▶ _What the task requires_:
Copy the material between the lines holding "paper. Report pixel corners as JSON arrays." and "[[480, 306, 675, 395], [186, 318, 388, 421]]", inclusive, replacing "stack of paper" with "pile of paper" and leaving everything else the same.

———

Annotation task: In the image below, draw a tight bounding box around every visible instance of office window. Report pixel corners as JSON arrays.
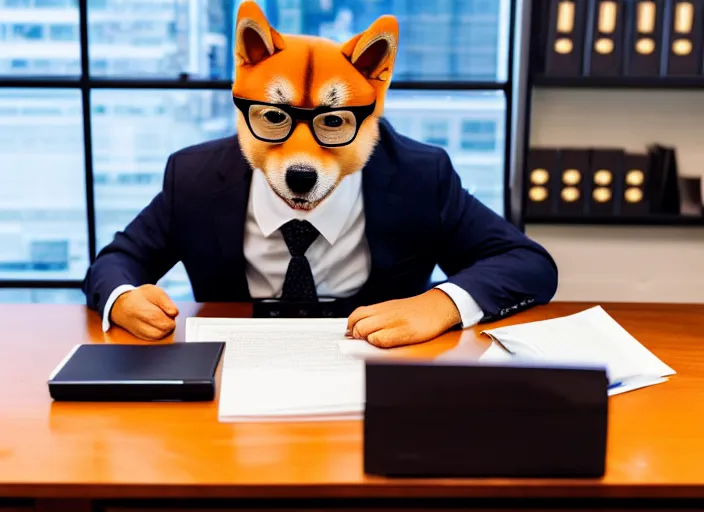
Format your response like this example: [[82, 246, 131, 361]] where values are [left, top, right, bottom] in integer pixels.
[[0, 0, 511, 302], [0, 288, 86, 304], [0, 89, 88, 280], [88, 0, 508, 81], [461, 120, 497, 151], [0, 0, 79, 77], [49, 24, 78, 41], [12, 23, 44, 41], [422, 119, 449, 147]]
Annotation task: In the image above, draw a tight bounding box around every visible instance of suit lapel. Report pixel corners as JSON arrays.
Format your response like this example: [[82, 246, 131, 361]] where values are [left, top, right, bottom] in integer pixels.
[[360, 127, 401, 298], [211, 145, 252, 301]]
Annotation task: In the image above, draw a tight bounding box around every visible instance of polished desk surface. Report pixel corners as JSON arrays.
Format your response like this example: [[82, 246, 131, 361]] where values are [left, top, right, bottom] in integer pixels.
[[0, 304, 704, 498]]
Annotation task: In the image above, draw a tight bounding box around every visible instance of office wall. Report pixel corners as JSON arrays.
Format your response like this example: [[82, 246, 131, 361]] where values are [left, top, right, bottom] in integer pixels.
[[526, 89, 704, 303]]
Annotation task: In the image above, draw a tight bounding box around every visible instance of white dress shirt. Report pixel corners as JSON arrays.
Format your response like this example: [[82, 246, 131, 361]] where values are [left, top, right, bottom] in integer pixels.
[[103, 170, 484, 331]]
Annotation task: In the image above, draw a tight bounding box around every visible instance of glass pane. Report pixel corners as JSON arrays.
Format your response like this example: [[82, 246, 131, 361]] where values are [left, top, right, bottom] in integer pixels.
[[88, 0, 510, 81], [0, 0, 81, 76], [385, 90, 506, 216], [0, 89, 88, 279], [91, 90, 235, 300], [0, 288, 86, 304]]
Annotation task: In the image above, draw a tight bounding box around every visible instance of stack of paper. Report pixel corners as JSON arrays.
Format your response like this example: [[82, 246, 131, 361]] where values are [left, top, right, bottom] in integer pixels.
[[480, 306, 675, 395], [186, 318, 388, 421]]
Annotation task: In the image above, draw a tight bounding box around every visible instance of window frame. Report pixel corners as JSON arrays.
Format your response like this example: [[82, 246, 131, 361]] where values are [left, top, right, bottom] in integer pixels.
[[0, 0, 531, 289]]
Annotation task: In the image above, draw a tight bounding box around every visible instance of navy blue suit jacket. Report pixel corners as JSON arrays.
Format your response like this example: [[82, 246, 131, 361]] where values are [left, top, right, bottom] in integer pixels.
[[84, 121, 557, 321]]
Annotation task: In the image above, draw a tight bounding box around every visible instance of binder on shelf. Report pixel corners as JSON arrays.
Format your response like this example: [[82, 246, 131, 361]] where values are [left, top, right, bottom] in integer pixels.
[[619, 153, 650, 217], [584, 0, 625, 76], [556, 148, 589, 217], [525, 148, 559, 218], [663, 0, 704, 76], [624, 0, 664, 76], [588, 149, 624, 217], [545, 0, 588, 76]]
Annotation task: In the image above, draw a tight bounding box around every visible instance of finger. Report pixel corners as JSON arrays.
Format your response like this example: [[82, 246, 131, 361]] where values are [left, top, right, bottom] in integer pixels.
[[347, 306, 374, 332], [367, 329, 410, 348], [135, 300, 176, 332], [132, 320, 166, 340], [352, 315, 388, 340], [144, 286, 178, 318]]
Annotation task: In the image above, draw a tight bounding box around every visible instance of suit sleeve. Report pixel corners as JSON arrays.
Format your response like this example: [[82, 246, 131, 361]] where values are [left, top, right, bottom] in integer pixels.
[[83, 155, 178, 316], [437, 151, 557, 322]]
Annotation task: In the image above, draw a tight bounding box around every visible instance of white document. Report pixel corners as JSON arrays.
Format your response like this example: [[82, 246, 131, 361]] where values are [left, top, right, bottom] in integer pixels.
[[481, 306, 675, 395], [186, 318, 384, 421]]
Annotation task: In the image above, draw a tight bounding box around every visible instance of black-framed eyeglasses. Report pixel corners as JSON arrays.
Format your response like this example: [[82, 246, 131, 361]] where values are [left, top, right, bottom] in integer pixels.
[[232, 96, 376, 147]]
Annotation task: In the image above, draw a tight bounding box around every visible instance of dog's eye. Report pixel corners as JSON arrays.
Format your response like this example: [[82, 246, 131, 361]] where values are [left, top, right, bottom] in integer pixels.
[[264, 110, 286, 124], [323, 115, 344, 128]]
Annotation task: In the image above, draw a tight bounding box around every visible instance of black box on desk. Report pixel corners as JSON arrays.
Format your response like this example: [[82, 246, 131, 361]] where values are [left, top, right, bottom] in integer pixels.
[[364, 361, 608, 478]]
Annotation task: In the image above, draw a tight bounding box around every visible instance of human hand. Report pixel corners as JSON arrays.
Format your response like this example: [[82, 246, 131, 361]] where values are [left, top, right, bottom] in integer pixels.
[[347, 289, 461, 348], [110, 284, 178, 340]]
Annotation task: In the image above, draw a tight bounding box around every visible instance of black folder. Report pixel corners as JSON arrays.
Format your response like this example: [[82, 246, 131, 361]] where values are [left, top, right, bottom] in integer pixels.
[[49, 342, 225, 402]]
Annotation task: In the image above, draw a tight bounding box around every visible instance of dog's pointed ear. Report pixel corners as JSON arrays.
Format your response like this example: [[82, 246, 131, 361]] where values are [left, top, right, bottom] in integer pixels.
[[341, 15, 398, 82], [235, 1, 284, 65]]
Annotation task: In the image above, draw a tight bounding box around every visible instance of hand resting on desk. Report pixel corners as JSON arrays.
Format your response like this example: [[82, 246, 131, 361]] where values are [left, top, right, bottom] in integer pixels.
[[110, 284, 178, 340], [347, 289, 461, 348]]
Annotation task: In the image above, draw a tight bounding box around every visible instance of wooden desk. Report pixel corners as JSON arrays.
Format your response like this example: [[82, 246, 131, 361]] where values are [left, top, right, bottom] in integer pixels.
[[0, 304, 704, 512]]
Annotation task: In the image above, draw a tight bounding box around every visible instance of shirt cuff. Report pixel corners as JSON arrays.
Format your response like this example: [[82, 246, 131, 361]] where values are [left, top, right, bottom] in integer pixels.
[[103, 284, 135, 332], [435, 283, 484, 329]]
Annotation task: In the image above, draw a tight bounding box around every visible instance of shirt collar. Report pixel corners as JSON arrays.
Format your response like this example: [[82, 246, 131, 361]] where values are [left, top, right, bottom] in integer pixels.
[[250, 169, 362, 245]]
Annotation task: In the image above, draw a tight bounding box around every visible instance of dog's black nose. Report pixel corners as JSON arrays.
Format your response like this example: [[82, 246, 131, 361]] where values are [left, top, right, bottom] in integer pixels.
[[286, 165, 318, 194]]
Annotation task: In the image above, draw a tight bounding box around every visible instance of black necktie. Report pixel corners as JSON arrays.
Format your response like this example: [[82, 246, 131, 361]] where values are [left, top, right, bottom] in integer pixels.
[[281, 220, 320, 302]]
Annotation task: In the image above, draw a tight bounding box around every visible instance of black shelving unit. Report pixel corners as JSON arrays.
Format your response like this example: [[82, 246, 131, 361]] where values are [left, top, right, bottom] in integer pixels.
[[521, 0, 704, 227], [531, 74, 704, 92], [527, 215, 704, 227]]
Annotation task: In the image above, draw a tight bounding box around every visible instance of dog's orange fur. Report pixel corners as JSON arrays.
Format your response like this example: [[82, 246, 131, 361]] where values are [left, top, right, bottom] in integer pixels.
[[232, 1, 398, 209]]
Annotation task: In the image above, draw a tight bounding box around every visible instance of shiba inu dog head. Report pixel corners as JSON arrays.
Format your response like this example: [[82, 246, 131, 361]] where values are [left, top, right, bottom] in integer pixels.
[[232, 2, 398, 210]]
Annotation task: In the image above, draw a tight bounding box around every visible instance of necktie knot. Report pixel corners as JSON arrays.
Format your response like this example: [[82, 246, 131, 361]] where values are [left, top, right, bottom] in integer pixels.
[[281, 219, 320, 256]]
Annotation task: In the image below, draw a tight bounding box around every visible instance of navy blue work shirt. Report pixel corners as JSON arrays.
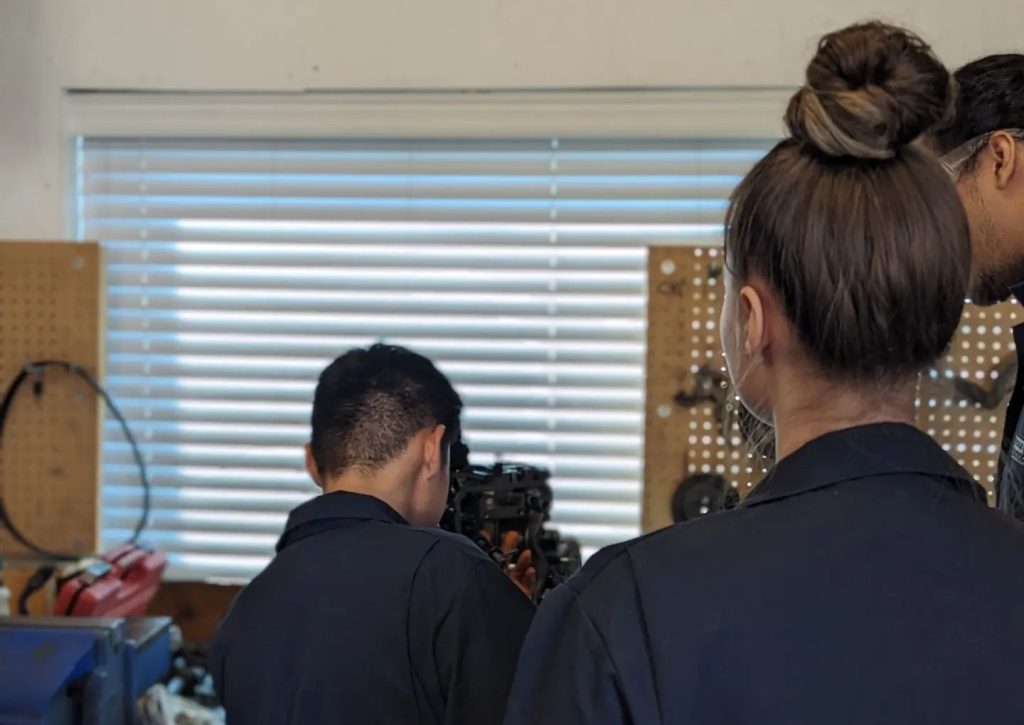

———

▶ _Task answer_:
Annotation task: In the image above, draw a tight bounding box around every visible instance of pile of paper. Report pixel corners as JSON arrays.
Format your response like this example: [[82, 246, 131, 361]] where values are [left, top, right, bottom] in integer pixels.
[[480, 306, 675, 395], [186, 318, 388, 421]]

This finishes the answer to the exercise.